_PAGE TEXT:_
#ifndef lsq_robust_mf_H
#define lsq_robust_mf_H

/* Fits a linear map of {R^nx} to {R^nf} by least squares, given sample arrays. */
/* Last edited on 2014-05-25 13:39:23 by stolfilocal */

#define lsq_robust_mf_H_COPYRIGHT \
  "Copyright © 2014  by the State University of Campinas (UNICAMP)"

#define _GNU_SOURCE
#include <stdio.h>
#include <bool.h>

typedef void lsq_robust_mf_report_t(int iter, double U[], double Fc[], double P[]);
  /* Type of a procedure that is used by {lsq_robust_mf_fit} to report the progress of the 
    iteration.

_TO DO:_
Using the comment in the least-squares header, explain what the type `lsq_robust_mf_report_t` is declared for. The data aren't needed here.

_ROWS:_
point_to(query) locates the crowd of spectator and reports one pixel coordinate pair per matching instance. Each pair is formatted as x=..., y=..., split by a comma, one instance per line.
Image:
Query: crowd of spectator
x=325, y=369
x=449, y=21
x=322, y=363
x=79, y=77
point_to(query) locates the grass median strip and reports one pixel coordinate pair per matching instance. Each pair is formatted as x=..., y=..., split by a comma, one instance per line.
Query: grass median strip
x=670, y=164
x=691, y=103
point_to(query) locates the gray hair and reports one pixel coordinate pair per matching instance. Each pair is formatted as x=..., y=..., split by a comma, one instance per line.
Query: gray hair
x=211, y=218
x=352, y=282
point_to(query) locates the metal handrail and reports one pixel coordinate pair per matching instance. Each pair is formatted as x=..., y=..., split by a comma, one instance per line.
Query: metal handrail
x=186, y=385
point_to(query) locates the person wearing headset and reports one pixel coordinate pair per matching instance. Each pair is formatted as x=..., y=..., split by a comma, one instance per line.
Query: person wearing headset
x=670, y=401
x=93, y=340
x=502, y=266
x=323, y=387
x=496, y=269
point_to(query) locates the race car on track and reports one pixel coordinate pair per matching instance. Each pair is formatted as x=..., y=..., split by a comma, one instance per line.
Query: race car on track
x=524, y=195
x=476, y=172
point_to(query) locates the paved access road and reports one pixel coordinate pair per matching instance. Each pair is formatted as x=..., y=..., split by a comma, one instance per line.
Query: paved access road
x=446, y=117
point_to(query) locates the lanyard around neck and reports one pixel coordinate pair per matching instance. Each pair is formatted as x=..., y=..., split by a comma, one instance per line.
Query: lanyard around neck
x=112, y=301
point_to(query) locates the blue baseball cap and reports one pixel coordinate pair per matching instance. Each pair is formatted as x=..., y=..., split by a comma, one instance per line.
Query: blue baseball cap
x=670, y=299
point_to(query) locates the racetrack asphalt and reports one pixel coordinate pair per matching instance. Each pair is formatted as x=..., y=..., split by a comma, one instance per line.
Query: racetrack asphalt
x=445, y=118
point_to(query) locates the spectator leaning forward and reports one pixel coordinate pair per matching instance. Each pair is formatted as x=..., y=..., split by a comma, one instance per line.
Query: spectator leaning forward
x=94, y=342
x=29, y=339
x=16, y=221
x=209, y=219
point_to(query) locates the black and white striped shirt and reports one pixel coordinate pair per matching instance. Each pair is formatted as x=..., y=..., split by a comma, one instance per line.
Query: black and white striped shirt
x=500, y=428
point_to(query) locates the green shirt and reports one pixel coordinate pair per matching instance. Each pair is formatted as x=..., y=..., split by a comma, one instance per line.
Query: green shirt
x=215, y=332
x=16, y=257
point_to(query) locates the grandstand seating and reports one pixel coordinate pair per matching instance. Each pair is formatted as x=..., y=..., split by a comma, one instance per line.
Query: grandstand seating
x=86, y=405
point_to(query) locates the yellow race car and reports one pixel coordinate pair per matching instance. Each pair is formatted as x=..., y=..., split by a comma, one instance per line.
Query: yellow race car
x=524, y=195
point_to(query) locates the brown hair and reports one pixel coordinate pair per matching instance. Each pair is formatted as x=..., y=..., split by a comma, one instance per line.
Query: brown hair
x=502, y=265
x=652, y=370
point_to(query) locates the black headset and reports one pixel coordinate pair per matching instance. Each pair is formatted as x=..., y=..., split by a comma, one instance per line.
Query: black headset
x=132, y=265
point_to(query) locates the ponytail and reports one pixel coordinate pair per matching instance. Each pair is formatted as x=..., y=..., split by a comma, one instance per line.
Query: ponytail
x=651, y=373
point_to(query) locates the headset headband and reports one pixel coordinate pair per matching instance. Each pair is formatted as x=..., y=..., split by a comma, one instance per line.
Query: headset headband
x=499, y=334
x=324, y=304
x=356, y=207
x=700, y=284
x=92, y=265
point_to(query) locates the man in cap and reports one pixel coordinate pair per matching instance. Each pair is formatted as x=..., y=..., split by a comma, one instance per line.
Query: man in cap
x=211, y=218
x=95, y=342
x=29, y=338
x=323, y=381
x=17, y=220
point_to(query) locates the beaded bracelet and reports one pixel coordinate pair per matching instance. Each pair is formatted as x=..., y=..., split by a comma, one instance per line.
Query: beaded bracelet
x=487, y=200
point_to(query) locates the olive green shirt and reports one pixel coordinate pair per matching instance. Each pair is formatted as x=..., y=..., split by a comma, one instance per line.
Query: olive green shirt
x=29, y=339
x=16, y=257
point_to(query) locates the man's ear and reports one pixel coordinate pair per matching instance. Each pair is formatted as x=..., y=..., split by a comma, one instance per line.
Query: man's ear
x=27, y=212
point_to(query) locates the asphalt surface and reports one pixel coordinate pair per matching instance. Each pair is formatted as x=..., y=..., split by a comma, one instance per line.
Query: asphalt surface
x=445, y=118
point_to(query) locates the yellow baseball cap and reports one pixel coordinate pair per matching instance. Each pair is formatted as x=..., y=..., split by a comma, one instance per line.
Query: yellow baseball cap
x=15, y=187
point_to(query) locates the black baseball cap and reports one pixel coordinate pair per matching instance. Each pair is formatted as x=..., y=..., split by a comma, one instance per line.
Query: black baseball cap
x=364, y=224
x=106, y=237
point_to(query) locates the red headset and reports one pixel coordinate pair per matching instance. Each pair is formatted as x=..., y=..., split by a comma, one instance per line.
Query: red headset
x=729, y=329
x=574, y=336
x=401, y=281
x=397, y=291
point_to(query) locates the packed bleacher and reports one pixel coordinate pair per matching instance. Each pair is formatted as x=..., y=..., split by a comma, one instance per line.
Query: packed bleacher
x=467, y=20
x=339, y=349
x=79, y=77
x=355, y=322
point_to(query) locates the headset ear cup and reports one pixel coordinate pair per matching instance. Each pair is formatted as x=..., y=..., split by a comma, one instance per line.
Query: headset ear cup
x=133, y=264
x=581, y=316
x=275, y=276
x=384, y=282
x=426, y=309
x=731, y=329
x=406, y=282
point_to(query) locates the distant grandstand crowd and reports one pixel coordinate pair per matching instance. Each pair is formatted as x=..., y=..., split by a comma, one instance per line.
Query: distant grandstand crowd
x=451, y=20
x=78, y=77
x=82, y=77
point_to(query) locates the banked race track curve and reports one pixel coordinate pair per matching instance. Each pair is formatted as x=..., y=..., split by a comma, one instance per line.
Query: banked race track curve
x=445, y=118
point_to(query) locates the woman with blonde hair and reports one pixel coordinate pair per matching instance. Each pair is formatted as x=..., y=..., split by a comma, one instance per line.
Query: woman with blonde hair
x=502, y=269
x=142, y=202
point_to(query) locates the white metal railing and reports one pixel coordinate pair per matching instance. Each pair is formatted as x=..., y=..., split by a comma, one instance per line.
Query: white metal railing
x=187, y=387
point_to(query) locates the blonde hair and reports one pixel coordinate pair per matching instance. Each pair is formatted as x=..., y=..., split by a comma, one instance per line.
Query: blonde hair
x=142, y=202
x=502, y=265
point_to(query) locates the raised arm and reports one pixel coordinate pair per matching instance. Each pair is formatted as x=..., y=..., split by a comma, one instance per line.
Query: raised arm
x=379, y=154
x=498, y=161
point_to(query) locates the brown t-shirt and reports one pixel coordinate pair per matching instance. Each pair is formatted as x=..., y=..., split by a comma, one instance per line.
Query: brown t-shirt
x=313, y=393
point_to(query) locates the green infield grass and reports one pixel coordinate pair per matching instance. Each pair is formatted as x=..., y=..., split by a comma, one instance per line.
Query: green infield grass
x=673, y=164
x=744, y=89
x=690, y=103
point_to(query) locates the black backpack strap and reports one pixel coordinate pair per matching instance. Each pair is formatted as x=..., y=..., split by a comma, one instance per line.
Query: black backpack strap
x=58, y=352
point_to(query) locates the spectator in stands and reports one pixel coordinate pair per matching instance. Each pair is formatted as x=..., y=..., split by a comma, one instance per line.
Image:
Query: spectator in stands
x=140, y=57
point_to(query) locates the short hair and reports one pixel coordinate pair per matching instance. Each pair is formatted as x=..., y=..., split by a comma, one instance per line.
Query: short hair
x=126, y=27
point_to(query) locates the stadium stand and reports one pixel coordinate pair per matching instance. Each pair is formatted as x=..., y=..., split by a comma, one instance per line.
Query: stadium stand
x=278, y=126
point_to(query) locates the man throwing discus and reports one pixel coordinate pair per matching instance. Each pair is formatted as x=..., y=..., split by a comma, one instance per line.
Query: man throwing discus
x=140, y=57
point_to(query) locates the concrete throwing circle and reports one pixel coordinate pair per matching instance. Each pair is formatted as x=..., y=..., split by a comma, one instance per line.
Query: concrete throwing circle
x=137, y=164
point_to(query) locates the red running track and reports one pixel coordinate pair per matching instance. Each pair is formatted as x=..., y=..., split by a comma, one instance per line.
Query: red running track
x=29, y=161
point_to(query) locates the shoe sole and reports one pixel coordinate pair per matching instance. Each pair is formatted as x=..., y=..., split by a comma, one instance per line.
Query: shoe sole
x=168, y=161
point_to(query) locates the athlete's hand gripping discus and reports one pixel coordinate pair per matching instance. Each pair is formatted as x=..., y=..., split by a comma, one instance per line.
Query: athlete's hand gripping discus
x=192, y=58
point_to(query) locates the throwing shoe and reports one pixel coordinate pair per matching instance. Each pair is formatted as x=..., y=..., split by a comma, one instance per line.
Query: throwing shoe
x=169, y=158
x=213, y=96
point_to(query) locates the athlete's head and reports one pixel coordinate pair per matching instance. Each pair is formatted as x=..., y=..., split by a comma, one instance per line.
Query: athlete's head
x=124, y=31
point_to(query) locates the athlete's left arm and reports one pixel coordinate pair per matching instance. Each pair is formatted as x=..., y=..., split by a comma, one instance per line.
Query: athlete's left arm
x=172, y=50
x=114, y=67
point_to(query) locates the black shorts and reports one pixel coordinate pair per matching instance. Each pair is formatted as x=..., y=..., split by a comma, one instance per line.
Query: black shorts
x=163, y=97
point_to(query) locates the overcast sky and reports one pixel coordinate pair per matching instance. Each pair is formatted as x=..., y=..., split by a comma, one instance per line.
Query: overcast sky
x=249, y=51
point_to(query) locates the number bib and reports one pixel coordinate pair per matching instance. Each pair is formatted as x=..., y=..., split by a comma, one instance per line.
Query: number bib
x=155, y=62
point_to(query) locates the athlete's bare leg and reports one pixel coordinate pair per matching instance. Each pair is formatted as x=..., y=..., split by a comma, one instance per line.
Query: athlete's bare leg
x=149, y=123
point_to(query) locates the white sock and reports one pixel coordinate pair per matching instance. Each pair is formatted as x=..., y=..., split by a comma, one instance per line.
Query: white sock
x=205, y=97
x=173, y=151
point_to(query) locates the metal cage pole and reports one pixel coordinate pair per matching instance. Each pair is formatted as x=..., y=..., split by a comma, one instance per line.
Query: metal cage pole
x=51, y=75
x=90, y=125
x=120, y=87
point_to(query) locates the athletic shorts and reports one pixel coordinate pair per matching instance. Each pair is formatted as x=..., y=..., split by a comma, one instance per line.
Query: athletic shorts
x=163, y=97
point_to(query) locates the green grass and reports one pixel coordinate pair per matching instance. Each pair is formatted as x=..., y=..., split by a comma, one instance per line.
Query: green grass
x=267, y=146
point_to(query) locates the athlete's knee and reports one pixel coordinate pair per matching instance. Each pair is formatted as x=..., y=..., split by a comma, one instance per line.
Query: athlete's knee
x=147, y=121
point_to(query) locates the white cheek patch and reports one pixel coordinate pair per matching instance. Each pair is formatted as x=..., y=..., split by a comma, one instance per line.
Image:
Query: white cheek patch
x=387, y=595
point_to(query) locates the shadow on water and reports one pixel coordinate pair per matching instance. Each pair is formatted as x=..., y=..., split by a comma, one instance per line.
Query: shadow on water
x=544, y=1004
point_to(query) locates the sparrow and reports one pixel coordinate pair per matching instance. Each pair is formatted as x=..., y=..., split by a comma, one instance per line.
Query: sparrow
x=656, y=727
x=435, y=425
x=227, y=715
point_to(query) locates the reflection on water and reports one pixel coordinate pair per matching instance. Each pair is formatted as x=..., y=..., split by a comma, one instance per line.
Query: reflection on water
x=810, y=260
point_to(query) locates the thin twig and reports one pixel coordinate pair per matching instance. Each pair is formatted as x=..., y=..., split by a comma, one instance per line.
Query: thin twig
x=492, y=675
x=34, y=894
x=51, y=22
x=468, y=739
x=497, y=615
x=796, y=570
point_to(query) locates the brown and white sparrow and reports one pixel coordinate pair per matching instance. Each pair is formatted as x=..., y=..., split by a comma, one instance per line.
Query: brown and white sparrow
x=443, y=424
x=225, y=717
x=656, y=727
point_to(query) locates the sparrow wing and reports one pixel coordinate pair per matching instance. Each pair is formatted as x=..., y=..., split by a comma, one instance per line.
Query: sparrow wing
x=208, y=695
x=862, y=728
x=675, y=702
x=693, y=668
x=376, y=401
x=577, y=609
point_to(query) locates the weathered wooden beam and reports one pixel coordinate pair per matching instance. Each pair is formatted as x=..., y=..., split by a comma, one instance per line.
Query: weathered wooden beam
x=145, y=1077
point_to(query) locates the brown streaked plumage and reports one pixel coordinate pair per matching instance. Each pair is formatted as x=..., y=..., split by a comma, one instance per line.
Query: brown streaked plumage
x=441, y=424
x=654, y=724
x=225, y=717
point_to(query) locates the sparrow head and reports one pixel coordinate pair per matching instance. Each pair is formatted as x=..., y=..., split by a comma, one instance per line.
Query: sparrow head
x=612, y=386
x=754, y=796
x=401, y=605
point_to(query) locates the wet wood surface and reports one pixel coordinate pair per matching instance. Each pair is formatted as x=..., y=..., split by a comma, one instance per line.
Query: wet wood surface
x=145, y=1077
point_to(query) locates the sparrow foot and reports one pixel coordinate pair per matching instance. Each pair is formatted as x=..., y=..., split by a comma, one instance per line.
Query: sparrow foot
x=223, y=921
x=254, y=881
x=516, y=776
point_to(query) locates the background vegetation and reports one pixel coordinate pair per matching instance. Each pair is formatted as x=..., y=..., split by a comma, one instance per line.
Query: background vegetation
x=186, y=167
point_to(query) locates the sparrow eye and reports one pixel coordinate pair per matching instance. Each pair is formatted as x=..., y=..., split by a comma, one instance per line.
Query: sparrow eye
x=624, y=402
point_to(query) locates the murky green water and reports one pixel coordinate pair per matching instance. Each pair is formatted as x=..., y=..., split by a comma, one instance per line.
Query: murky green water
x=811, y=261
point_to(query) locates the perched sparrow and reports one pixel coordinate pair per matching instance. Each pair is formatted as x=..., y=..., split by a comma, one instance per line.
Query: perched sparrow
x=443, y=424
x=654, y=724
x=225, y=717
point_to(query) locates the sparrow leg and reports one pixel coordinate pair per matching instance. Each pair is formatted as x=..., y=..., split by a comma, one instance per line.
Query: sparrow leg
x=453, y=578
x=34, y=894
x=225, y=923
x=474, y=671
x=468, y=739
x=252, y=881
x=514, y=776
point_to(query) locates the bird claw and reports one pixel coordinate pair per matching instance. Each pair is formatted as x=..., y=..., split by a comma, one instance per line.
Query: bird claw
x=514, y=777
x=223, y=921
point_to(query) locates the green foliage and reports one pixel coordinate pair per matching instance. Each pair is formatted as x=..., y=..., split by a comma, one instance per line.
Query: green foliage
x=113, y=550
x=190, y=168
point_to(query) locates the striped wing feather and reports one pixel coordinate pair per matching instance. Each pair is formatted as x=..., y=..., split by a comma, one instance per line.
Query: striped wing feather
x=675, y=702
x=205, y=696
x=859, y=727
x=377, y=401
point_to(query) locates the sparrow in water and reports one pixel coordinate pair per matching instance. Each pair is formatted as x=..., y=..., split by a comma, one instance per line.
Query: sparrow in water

_EXERCISE SOLUTION:_
`lsq_robust_mf_report_t` is the type of a procedure that `lsq_robust_mf_fit` uses to report the progress of its iteration. Such a procedure takes the iteration number `iter` and the arrays `U`, `Fc`, and `P`, and returns nothing.